### Passage given
--- Start ---
The Fisher-Seager Exchange
IN THE YEARS OF BROWN'S EDUCATION, questions on capital and interest were among the most, if not the most, difficult subjects of economic theory. Bohm-Bawerk and Fisher both attested to their intricacy. Moreover, numerous debates and exchanges in journals attracted wide interest, especially in this country. The longest and perhaps best known of these exchanges was between Bohm-Bawerk and John Bates Clark concerning (among other points) the concept of capital. Bohm-Bawerk's theories had greatly influenced the thinking of American economists; however, his theory of interest was received unevenly. Some economists, such as Fetter, Patten and Taussig, were inclined to accept it in part and to emphasize Bohm-Bawerk's "time preference" explanation of interest rates. Others, such as Seligman and Seager, tended to reject the theory for explanations of interest rates that emphasized the "productivity" of capital along the lines of Clark. Irving Fisher's 1907 book, The Rate of Interest, took an intermediate position. In an article in Scientia (1) and later in his Elementary Principles of Economics, Fisher reiterated his theory in simplified form and introduced the term "impatience" to distinguish his view from Bohm-Bawerk's "agio" theory and to replace the term "time preference" that Fisher had employed earlier. Fisher saw the term "impatience" as expressing the "real basis of interest" (2) as well as constituting "a fundamental attribute of human nature." (3)
In 1912, Henry Seager (4) initiated an exchange that ultimately involved Fetter and Brown as well as Fisher. (5) Seager attacked Fisher's "principles" treatment of capital and interest. Fisher later would counter that this was unfair, as his more complete statements were ignored. As mentioned in the previous chapter, Seager took issue with a definition of capital that incorporated land, unlike Bohm-Bawerk's formulation. Moreover, Seager felt that Fisher, in rejecting Bohm-Bawerk's third explanation for interest or the "technical superiority of present over future goods," had denied a role to the productivity of capital in determining interest rate levels. Seager implied that Fisher's theory was methodologically incapable of serving as a theory of production and distribution. Fisher, in his first approximation, had taken income as a given but then had relaxed the assumption in his second approximation in The Rate of Interest. Fisher also countered that he already had given special emphasis to the role of produ ctivity in his theory (if not explicitly in his textbook) and felt that his contribution in this regard was the most original and difficult of the undertaking. (6)
--- End ---
### Work to complete
In the passage on the Fisher-Seager exchange, which term did Fisher introduce to replace "time preference"? The items are separate material with no connection to the passage.

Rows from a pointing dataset
--- Start ---
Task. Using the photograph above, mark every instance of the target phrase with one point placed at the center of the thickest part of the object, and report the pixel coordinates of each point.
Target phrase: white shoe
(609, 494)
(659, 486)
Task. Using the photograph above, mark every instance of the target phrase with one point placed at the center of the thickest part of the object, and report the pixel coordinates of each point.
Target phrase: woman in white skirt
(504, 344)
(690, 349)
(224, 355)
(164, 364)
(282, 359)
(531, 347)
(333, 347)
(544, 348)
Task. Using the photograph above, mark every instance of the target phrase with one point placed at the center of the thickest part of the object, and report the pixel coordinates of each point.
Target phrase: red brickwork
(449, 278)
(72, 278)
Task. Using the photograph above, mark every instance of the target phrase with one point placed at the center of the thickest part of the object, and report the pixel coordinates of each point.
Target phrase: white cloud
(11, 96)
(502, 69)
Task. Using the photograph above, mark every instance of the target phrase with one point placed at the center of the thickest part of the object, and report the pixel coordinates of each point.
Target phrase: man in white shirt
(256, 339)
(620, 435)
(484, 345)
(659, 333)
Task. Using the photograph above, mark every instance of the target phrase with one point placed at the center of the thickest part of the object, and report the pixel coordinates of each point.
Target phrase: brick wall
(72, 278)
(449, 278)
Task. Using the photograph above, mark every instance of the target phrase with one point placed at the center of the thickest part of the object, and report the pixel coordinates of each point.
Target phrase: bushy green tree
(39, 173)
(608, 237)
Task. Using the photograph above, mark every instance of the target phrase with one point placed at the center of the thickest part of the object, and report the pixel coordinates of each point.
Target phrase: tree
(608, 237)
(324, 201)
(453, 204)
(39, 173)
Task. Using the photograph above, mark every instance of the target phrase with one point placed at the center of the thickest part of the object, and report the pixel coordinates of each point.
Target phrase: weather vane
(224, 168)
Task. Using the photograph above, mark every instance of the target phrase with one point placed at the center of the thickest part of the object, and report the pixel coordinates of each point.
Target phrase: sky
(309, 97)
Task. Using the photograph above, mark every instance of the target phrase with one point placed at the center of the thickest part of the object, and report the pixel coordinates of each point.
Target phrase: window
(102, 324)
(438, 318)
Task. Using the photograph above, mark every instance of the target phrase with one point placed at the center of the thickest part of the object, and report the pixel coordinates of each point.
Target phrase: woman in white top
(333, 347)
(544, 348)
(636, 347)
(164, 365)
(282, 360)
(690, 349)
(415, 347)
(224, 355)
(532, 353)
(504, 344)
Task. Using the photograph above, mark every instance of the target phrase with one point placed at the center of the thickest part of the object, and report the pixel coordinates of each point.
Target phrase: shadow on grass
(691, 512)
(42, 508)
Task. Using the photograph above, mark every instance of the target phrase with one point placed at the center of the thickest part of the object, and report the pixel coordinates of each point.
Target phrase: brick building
--- End ---
### Solution to this task
"Impatience."